QUOTED PASSAGE:
Did you have instructors or guides who advised you to look at these artists, or did you just discover them on your own?

Both are true. In Cooper Union a professor named Nicholas Marsicano led me to the masters but it was way back in Music & Art that I discovered Carlo Crivelli.

What were they teaching you? Outside of your core classes, were there studio classes? Were you working from the model?

There were a lot of studio classes. Painting, watercolor. Ms. Ridgeway taught us watercolor, and I have a love of watercolor to this day. Great teachers. Eventually I became a good teacher myself. I want to pay tribute to the teachers. There is a saying, “Those who can, paint; those who can’t, teach.” That’s not true. At Cooper, Marsicano was an original member of the Artists’ Club. He was one of the early abstract expressionists who never made it to the top. (I hope someday he will be rediscovered. He would go to the library and bring books on Giorgione and talk about the masters in terms of abstract expressionist painting. By the way, back then, the Whitney was on Eighth Street, where the Studio School is today. I’d take the subway down to 8th Street and walk from Sixth Avenue over to Astor Place. I’d pass the Whitney, so I would go to the Whitney almost every day.

There was a doorman who also served as the coat check man and the guard. His name was Sylone Brown. He was a grey-haired, black Southern gentleman, who wore a grey doorman suit with gold trim. I was a scruffy art school student who wore paint-stained jeans and was loaded with paintboxes, sketch pads, and canvases. After a while we became friends. His greeting was regal. He would bow and say, “Well, Ms. Audrey, how are you today?” And then he would gently take my books and my paints and put them on the top shelf. “Please be careful with the paintings, Mr. Brown,” I would say and he assured me he would watch over them. I eventually wrote an article about him for the Cooper Union newspaper and as a result he got a raise in salary. I saw the first Gorky show at the downtown Whitney. I was thunderstruck by his work.

It was a different world, you know. When I was at Cooper, we were in the middle of the abstract expressionist explosion. I rented a studio in a condemned building on Eighth Street. De Kooning was around the corner. Co-op galleries sprung up and began to fill the neighborhood. The Tanager, Camino, March gallery. Oh, but, Ira, you knew every artist. We knew each other. If you didn’t know their name, you knew their faces because we were so few. There were only two galleries, Sydney Janis and Kootz. They were the only ones who sold. None of us sold anything. We didn’t even think about selling. It was different than it is today. Charlie Egan opened his gallery and rarely sold in the beginning. The rumor was that when he began to sell his artists’ work, he didn’t give them the money. He was a drinker, De Kooning left him because of that.

It was a different time. There was passion and love of art. Heated discussions took place at the Artists Club. When the Coop galleries had their openings, always on Tuesday evenings, it was like a block party. Everybody showed up, artists filled the streets. When de Kooning made a new painting, every artist knew it and wanted to see it. You knew the name of the painting. You waited outside his studio to see if you could get in. If you brought him a bottle of alcohol, you could get in. It was thrilling.

Did you bring him a bottle of alcohol?

Yeah, sure. All the artists went to the Cedar Bar. There was a dark side to it; if you were a young woman artist and you were alone, you were considered fair game, a piece of meat. Women were not treated well. It was dangerous and scary.

Were you among the group of women?

ENTRIES SHOWN:
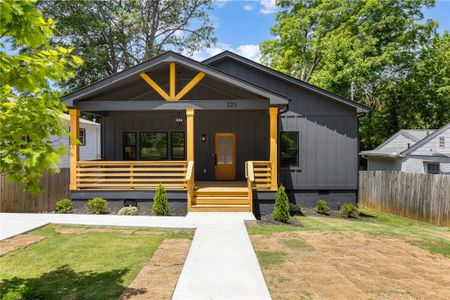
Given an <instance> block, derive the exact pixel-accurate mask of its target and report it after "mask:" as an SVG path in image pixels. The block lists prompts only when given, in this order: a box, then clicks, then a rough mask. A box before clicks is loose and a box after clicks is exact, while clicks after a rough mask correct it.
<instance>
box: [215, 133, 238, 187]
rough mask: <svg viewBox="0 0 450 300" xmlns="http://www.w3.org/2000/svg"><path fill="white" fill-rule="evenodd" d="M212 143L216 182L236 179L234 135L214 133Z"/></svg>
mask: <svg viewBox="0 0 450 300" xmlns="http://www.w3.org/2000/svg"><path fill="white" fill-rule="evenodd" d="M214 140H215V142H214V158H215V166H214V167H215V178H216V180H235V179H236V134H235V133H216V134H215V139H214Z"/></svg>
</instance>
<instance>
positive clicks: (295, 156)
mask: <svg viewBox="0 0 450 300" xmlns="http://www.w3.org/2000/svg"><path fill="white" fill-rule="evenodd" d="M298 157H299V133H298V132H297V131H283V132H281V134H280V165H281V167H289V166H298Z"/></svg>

--

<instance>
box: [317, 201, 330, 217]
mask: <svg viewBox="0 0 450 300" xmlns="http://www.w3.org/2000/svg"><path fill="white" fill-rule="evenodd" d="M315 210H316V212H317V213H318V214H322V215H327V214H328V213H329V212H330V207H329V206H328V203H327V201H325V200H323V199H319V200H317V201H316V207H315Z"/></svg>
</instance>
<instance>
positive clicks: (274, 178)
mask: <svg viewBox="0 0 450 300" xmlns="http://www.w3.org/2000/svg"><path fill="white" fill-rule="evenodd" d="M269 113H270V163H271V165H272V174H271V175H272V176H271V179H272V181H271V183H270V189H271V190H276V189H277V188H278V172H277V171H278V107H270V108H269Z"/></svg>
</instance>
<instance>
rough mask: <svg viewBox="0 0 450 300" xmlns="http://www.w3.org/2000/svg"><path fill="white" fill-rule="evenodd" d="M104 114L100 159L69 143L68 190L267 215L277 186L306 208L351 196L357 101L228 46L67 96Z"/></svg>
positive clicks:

...

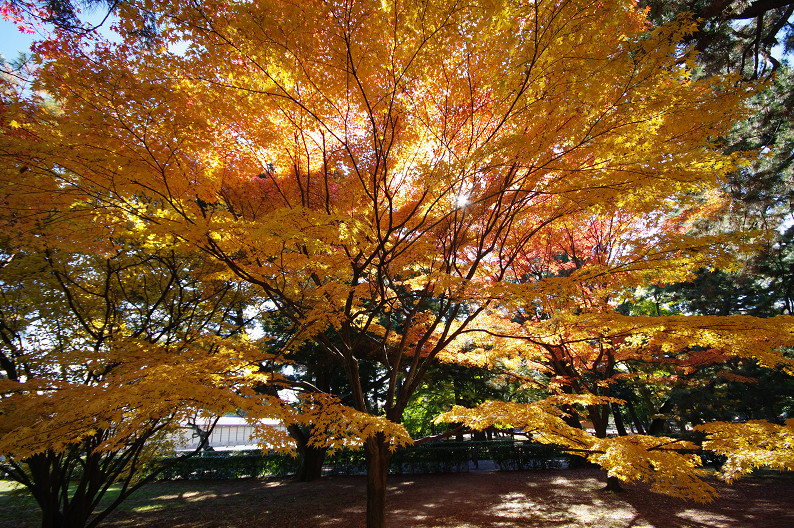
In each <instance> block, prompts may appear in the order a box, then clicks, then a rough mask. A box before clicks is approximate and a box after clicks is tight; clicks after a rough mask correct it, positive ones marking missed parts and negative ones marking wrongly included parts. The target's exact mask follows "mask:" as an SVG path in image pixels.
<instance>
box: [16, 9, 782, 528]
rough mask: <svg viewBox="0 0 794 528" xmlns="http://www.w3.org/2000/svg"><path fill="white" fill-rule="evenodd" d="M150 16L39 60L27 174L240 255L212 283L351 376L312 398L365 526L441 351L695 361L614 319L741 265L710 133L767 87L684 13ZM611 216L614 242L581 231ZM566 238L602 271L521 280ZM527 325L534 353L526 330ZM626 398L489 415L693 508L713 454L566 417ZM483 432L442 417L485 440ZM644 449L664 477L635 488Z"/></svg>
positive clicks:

PARTS OF THE EXERCISE:
1. In the interview, on what day of the week were the co-op gallery openings held?
2. Copy the part of the interview starting with "It was a different time." and going on through "group of women?".
The entries come from a different source than the interview.

YOUR RESPONSES:
1. Tuesday evenings.

2.
It was a different time. There was passion and love of art. Heated discussions took place at the Artists Club. When the Coop galleries had their openings, always on Tuesday evenings, it was like a block party. Everybody showed up, artists filled the streets. When de Kooning made a new painting, every artist knew it and wanted to see it. You knew the name of the painting. You waited outside his studio to see if you could get in. If you brought him a bottle of alcohol, you could get in. It was thrilling.

Did you bring him a bottle of alcohol?

Yeah, sure. All the artists went to the Cedar Bar. There was a dark side to it; if you were a young woman artist and you were alone, you were considered fair game, a piece of meat. Women were not treated well. It was dangerous and scary.

Were you among the group of women?